**YOUR ASSIGNMENT:** When a line of the entries contains the word "blue", report that line.
(Beginning of DATA)
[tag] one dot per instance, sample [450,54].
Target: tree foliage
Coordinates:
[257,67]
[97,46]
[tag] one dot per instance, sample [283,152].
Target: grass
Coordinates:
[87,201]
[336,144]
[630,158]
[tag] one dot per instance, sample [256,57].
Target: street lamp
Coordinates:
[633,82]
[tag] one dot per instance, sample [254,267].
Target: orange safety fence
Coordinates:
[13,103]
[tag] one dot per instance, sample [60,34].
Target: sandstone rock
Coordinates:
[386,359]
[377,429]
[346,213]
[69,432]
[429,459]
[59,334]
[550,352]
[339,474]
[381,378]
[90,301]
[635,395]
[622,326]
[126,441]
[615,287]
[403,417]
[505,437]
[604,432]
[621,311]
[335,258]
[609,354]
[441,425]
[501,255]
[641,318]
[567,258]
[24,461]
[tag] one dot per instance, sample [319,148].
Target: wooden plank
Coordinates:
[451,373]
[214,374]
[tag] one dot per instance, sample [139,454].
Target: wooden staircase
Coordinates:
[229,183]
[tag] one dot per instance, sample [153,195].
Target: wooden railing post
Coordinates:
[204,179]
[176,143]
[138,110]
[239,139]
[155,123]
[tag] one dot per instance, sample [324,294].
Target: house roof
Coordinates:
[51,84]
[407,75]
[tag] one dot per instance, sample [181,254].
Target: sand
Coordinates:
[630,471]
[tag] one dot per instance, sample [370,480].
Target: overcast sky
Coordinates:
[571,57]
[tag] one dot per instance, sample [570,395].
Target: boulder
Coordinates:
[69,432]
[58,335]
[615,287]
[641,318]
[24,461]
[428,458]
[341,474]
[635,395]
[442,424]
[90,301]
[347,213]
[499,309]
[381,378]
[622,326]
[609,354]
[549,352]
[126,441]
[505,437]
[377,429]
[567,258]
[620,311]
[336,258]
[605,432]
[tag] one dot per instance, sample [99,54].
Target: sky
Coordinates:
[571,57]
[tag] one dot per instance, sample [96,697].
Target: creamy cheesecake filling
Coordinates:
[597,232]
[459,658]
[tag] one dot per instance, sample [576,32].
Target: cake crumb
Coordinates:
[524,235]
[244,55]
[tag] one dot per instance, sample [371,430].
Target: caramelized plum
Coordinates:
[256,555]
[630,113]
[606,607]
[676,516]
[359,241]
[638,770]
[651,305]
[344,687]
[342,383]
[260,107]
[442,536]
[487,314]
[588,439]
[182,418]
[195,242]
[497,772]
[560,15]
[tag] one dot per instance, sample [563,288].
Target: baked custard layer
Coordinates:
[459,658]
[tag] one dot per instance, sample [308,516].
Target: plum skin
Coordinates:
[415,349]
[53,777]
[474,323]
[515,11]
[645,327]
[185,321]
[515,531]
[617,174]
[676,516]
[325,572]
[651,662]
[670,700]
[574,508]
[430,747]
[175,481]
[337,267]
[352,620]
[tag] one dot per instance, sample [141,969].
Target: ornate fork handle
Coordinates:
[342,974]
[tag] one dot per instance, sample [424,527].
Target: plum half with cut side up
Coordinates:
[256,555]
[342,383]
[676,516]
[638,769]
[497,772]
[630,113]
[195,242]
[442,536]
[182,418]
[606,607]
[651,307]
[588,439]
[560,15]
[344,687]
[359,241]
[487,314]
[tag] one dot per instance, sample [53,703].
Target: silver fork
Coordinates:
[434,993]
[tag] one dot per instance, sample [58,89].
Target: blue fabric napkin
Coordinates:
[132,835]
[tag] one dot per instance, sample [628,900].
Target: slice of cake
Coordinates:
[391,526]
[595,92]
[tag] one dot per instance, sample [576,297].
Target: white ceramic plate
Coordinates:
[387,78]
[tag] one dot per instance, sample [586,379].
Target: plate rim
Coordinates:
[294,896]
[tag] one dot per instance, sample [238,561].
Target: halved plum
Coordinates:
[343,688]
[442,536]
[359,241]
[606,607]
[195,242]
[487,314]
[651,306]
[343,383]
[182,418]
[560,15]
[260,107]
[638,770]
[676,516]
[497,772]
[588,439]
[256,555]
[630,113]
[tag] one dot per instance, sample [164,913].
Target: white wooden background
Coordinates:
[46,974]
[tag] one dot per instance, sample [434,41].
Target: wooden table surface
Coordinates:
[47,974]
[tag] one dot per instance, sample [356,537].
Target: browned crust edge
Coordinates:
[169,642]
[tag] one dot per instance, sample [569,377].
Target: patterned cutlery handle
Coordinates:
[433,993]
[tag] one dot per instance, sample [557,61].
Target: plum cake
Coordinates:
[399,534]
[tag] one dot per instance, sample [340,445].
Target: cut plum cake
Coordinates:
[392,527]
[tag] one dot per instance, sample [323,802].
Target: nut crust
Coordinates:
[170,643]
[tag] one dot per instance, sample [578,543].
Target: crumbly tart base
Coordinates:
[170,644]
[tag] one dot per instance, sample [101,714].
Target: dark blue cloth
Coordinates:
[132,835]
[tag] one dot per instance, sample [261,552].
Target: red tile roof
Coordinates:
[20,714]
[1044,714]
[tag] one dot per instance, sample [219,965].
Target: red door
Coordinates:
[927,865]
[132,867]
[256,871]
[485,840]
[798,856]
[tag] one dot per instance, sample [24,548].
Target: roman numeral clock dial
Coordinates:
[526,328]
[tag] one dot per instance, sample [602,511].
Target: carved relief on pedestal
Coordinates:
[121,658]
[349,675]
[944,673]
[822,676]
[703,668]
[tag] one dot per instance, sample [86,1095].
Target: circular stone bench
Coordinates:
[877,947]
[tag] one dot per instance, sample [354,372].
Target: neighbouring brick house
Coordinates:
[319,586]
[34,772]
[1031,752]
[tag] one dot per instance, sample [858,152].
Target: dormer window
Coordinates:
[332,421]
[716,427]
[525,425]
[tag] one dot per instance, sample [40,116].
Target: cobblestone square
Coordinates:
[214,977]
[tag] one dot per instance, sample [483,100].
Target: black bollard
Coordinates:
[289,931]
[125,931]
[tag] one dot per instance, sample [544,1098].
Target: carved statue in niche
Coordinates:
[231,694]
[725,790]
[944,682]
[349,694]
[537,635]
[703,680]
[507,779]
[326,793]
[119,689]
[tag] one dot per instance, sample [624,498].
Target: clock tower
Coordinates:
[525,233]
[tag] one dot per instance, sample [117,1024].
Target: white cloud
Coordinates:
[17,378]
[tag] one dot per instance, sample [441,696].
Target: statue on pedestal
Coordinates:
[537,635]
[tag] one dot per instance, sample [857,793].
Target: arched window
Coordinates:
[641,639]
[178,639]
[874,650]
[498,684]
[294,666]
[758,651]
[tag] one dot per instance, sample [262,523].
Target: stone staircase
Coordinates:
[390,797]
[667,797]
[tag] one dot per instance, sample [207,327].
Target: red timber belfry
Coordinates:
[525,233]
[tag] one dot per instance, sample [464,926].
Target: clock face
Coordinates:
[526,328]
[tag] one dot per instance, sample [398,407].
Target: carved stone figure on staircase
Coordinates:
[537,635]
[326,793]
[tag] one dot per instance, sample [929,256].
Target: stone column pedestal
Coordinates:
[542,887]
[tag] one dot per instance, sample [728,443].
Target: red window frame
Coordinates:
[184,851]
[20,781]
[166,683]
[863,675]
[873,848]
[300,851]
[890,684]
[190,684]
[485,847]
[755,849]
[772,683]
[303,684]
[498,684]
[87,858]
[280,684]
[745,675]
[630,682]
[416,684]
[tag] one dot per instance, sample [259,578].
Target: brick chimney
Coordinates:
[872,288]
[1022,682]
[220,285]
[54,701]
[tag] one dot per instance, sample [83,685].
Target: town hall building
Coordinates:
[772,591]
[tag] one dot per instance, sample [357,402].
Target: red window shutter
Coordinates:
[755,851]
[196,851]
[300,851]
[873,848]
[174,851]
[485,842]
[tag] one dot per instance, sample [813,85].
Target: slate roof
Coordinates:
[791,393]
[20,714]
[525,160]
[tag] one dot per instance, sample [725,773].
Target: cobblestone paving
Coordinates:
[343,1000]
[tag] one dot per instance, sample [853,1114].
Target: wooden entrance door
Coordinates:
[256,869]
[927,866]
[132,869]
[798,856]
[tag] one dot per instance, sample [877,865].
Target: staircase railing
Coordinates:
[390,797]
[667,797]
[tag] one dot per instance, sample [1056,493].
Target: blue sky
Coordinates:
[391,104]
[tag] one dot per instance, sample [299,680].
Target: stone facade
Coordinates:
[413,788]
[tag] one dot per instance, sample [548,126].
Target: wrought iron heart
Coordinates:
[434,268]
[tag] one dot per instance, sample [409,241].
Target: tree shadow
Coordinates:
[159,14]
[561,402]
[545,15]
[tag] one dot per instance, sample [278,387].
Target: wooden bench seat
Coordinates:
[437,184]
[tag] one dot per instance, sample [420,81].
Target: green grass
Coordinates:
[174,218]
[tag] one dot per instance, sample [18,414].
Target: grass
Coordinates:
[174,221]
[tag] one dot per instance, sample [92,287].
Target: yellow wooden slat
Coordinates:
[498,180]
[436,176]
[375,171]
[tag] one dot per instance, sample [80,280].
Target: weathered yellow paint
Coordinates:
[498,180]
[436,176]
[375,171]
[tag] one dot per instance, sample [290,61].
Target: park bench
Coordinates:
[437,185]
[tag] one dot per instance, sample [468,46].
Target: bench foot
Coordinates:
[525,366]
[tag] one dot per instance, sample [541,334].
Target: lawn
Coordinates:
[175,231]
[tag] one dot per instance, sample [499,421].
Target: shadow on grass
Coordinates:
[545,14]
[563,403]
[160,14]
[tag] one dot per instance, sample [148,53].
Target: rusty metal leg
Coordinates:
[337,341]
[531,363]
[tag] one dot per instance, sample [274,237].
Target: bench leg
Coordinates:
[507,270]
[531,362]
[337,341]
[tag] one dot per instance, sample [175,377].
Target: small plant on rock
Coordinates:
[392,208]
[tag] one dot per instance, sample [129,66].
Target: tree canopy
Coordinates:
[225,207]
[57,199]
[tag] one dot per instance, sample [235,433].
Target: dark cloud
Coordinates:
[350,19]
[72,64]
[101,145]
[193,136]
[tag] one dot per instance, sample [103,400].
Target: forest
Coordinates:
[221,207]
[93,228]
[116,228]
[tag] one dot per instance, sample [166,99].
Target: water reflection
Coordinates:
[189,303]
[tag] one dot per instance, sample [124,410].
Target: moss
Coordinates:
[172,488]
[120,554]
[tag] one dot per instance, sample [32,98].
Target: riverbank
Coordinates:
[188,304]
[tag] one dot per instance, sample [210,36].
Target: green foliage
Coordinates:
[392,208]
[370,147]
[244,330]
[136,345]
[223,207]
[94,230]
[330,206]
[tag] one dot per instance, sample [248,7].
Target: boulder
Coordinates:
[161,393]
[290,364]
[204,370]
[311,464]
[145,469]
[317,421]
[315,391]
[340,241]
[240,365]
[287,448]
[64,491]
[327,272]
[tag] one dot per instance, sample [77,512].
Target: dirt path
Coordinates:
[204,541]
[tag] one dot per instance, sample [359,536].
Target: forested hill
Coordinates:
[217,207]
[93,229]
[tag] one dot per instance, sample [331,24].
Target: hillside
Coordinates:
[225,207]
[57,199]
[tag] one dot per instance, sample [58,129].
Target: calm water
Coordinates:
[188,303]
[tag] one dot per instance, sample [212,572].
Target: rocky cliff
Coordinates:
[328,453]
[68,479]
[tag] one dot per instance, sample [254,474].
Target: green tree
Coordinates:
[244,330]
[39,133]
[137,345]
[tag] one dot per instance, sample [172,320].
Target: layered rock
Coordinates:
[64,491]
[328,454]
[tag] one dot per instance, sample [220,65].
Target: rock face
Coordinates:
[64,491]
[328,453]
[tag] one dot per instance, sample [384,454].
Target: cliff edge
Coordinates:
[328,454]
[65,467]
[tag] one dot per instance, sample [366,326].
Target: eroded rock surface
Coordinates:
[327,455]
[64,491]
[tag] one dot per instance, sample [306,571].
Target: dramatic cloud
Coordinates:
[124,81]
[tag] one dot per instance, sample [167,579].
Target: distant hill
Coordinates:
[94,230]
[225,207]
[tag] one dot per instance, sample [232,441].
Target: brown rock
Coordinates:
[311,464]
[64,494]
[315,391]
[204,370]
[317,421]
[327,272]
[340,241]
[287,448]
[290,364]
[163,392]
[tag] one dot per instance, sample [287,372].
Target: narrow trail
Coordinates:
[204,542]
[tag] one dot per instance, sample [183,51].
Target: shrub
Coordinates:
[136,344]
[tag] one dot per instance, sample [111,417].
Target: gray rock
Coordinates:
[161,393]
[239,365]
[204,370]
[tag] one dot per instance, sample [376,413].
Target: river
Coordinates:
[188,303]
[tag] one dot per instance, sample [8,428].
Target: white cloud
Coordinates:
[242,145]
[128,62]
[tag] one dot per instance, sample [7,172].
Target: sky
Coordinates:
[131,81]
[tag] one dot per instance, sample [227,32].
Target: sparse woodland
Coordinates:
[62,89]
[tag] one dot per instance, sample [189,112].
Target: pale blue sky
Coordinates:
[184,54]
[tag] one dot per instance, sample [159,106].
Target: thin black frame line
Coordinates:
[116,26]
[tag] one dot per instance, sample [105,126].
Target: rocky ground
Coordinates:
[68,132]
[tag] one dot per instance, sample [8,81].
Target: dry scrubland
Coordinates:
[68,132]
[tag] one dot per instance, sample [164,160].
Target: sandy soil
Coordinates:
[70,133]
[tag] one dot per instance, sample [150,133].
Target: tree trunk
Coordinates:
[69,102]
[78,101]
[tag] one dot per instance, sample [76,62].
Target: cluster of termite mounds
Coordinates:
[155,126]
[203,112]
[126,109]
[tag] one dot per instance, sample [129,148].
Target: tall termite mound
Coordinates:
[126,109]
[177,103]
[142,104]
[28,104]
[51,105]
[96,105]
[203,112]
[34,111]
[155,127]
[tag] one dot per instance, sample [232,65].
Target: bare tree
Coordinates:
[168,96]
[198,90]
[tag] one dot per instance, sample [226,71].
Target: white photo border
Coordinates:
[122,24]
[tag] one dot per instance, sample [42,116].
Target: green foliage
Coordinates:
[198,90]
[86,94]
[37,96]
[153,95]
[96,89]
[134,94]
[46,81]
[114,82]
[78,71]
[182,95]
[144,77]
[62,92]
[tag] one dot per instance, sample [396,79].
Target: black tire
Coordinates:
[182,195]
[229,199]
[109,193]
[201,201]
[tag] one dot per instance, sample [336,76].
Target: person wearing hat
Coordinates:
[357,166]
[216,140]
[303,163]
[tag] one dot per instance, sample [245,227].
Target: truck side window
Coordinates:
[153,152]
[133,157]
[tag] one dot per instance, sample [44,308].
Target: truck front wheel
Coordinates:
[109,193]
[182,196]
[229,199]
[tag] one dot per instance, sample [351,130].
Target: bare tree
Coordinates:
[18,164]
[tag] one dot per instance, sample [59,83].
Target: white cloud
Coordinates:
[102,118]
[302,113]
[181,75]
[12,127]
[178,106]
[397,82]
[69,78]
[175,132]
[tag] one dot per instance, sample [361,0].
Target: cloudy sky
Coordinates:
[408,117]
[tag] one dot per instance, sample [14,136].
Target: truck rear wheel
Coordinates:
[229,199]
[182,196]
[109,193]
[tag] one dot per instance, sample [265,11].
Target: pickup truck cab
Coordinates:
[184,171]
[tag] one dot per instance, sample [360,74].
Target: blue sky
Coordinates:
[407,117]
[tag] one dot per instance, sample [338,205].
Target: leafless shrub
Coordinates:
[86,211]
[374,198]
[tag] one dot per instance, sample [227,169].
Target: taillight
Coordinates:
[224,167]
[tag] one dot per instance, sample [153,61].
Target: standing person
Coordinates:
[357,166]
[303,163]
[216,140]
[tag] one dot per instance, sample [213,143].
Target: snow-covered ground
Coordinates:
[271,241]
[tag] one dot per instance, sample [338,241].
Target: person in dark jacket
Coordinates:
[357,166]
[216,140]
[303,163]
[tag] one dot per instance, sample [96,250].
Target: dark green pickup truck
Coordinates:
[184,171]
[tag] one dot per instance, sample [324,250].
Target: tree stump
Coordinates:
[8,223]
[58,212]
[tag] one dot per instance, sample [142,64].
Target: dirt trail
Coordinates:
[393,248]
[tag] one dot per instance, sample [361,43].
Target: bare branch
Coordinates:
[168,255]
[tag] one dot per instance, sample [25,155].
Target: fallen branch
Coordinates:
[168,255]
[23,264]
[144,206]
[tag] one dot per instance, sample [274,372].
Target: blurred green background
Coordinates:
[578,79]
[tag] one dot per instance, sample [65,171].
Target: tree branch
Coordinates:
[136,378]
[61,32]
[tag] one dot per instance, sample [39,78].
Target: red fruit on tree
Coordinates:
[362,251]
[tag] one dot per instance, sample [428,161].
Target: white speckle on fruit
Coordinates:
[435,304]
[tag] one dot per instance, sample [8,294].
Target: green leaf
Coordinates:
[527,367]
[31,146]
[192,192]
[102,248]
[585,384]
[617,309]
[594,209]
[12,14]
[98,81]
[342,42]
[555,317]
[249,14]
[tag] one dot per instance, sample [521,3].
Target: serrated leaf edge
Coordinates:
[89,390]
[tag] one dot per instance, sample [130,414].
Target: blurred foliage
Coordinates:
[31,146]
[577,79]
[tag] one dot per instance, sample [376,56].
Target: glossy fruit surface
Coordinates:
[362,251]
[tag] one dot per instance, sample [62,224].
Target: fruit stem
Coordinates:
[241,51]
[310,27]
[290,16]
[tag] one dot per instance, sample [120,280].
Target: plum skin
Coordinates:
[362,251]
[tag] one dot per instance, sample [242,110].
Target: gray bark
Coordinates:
(End of DATA)
**TASK OUTPUT:**
Target: blue fabric napkin
Target: dark blue cloth
Target: blue sky
Target: pale blue sky
Target: blue sky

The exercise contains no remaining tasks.